[Image point grounding data]
-- -- --
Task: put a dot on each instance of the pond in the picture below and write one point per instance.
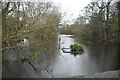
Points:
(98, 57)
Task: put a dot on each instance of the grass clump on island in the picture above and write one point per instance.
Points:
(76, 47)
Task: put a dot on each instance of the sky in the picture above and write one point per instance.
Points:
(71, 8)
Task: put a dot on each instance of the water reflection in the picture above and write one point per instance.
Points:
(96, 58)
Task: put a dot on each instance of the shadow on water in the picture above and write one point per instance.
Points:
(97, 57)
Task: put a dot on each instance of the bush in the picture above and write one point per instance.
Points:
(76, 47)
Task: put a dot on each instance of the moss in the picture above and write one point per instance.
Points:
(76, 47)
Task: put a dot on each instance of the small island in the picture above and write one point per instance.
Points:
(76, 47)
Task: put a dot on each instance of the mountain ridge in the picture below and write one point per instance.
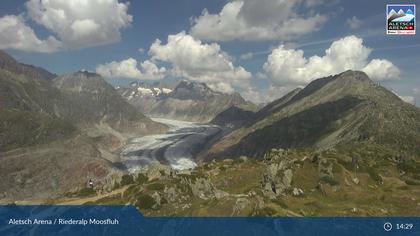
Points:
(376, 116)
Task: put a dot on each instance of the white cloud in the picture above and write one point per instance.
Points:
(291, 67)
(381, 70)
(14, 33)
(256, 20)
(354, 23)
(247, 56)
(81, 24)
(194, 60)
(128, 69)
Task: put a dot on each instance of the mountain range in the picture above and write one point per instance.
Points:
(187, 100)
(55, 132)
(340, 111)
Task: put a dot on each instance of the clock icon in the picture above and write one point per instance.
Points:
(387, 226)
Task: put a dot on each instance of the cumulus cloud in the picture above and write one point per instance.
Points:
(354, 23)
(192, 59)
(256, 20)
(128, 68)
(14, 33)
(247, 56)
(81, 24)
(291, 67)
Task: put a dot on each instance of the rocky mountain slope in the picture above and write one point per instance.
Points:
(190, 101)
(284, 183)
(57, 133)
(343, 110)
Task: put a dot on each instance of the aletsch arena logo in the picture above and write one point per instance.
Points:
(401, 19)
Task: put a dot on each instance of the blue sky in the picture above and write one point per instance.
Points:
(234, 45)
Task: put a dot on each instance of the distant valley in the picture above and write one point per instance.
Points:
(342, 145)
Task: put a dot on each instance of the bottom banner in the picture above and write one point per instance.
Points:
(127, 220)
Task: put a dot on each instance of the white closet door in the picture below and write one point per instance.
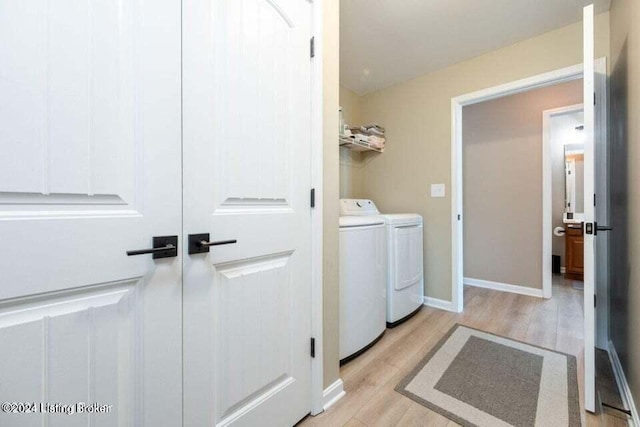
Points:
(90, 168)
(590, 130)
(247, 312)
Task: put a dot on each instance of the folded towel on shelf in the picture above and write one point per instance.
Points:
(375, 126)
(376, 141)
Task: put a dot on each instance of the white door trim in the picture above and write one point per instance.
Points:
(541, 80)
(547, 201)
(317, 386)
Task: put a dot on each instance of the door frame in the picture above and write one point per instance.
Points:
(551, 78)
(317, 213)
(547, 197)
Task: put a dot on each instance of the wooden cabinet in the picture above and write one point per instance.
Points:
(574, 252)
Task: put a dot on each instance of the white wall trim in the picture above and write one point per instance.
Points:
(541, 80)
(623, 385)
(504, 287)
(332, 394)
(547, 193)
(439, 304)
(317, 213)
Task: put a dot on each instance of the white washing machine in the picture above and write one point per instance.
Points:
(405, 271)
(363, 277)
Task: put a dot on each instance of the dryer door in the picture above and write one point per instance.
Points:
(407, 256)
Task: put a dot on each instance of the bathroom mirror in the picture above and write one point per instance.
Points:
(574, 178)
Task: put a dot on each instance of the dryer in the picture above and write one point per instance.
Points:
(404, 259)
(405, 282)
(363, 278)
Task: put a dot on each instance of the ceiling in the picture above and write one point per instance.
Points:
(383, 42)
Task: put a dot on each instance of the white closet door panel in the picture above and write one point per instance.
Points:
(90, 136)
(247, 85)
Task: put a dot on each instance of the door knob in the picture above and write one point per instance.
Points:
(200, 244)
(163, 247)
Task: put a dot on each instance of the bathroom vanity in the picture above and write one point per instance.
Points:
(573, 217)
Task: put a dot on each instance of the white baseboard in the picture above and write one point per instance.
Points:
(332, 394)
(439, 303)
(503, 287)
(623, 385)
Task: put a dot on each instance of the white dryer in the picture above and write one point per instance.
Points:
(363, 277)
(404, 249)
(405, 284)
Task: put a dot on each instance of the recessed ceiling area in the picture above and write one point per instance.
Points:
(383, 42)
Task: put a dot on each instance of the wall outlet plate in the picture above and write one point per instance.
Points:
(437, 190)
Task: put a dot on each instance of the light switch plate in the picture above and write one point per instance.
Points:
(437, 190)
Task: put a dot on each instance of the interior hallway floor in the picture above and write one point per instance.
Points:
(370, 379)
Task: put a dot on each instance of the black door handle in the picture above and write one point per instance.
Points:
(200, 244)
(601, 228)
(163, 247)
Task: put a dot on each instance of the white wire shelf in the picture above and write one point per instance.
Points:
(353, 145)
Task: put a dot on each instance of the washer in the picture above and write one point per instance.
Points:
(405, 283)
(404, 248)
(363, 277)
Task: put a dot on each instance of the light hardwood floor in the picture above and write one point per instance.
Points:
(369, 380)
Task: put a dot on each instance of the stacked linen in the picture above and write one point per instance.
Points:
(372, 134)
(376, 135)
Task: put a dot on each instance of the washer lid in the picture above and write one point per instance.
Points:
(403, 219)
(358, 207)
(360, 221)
-- -- --
**About this task**
The result should be the full set of entries above, restated exactly and without images.

**Completed exercise**
Task: put a dot on each instance of the pond in the picture below and write one point per instance.
Points:
(98, 57)
Task: put a dot on each instance of the grass clump on island in the picture above and write one point per instance.
Points:
(76, 47)
Task: put a dot on each instance of the sky in the picture above and write one point per instance.
Points:
(71, 8)
Task: put a dot on each instance of the water reflection in the picture above and write one point per instance.
Points:
(96, 58)
Task: put a dot on each instance of the shadow on water in the picture above and write one point per instance.
Points:
(97, 57)
Task: put a dot on each instance of the bush in the picture above and write one point per instance.
Points:
(76, 47)
Task: put a dot on each instance of the moss in the picture above and write one point per instance.
Points:
(76, 47)
Task: put a dot on each instance of the small island in the picture above and write one point per instance.
Points:
(76, 47)
Task: put a dot on each instance of the mountain ridge in the picture below and write one point per instance.
Points:
(376, 116)
Task: put a dot on each instance of the white cloud in the picture above and write one point per instance.
Points:
(291, 67)
(381, 70)
(14, 33)
(256, 20)
(354, 23)
(247, 56)
(81, 24)
(194, 60)
(128, 69)
Task: put a dot on each instance of the mountain range in the picture above and write one point per instance.
Points:
(187, 100)
(55, 132)
(340, 111)
Task: put a dot on each instance of the clock icon in the picture above and write one point per instance.
Points:
(387, 226)
Task: put a dot on each instance of the cumulus cloud in the picture above and write one point per instance.
Points:
(354, 23)
(192, 59)
(256, 20)
(128, 68)
(14, 33)
(247, 56)
(81, 24)
(291, 67)
Task: put a dot on each instance of the rocky mountain slope in the picture above and write one point per instance.
Points:
(190, 101)
(284, 183)
(57, 133)
(343, 110)
Task: put a dot on each instance of the aletsch arena logo in the picture above and write one point per instance.
Points:
(401, 19)
Task: put a dot on each instance of the blue sky in the picture above and write one point per instance.
Points:
(234, 45)
Task: put a dot on each instance of the distant valley in the picture above and write one point per instance.
Points:
(342, 145)
Task: put a dot on each instance of the bottom banner in the picture above and write one point per instance.
Points:
(127, 220)
Task: put a dot on each instance of the white closet door in the picture below and write one point per instance.
Points:
(90, 168)
(590, 130)
(247, 312)
Task: put a dot on each instance of the folded towel on shelf in the picture above and write one point per instance.
Points:
(375, 126)
(376, 141)
Task: put a dot on each instance of the white door trim in the picture above and write one point per instance.
Points:
(541, 80)
(547, 201)
(317, 386)
Task: put a dot on each instance of the door frame in the picture above and write one point per instance.
Points:
(551, 78)
(317, 213)
(547, 197)
Task: put a dot on each instance of the wooden cabinet in the picture above and write one point per instance.
Points:
(574, 252)
Task: put a dot on each instance of the white wall trim in the picture above and write one point per instance.
Points:
(541, 80)
(623, 385)
(504, 287)
(332, 394)
(547, 193)
(439, 304)
(317, 213)
Task: put a dot on each instance of the white washing machine in the picture above and write one point per instance.
Points:
(405, 271)
(363, 277)
Task: put a dot on each instance of the dryer door in the picture above and write one point per instance.
Points:
(407, 256)
Task: put a dot on each instance of the bathroom mirror in the picture above and write one point per instance.
Points:
(574, 178)
Task: put a dot on each instance of the dryer in the picture above and write one point per instance.
Points:
(404, 259)
(405, 282)
(363, 278)
Task: put a dot on each instance of the ceiling in the picture above and write one point per instance.
Points:
(383, 42)
Task: put a dot on each instance of the white closet door panel in the picture above and write one point per instance.
Points:
(90, 136)
(247, 85)
Task: put a dot on each instance of the door knob in the picture above and write one point per instance.
Points:
(200, 244)
(163, 247)
Task: put a dot on each instance of the bathroom vanity in the picture above and write one point per instance.
Points:
(573, 217)
Task: put a dot on each instance of the white baseboard in the picture above and write one point per instance.
Points:
(332, 394)
(439, 303)
(503, 287)
(623, 385)
Task: put a dot on each instance of the white dryer in the picture above and write one point per instance.
Points:
(363, 277)
(404, 249)
(405, 284)
Task: put a dot on each instance of the recessed ceiling area in the picture above and write one point per instance.
Points:
(383, 42)
Task: put a dot on each instance of the wall outlet plate in the picture above and write one point per instance.
Points:
(437, 190)
Task: put a dot on each instance of the light switch plate in the picture above and write one point per instance.
Points:
(437, 190)
Task: put a dot on each instance of the interior hallway floor in the picture above and write one point per instance.
Points:
(370, 379)
Task: put a dot on each instance of the black door handle in the picture above and write one point per instance.
Points:
(200, 244)
(601, 228)
(163, 247)
Task: put a dot on each instance of the white wire shelf in the picture above and write one point per instance.
Points:
(353, 145)
Task: put a dot on each instance of the washer in the picture above and write one point per instance.
Points:
(405, 283)
(404, 248)
(363, 277)
Task: put a dot on each instance of the light hardwood floor in the picture above and write one point per instance.
Points:
(369, 380)
Task: put a dot on each instance of the stacked linen in the picture above and write one point per instance.
Points:
(372, 134)
(376, 135)
Task: put a dot on each instance of the washer lid in the picture above and write one point per instance.
Points:
(403, 219)
(358, 207)
(360, 221)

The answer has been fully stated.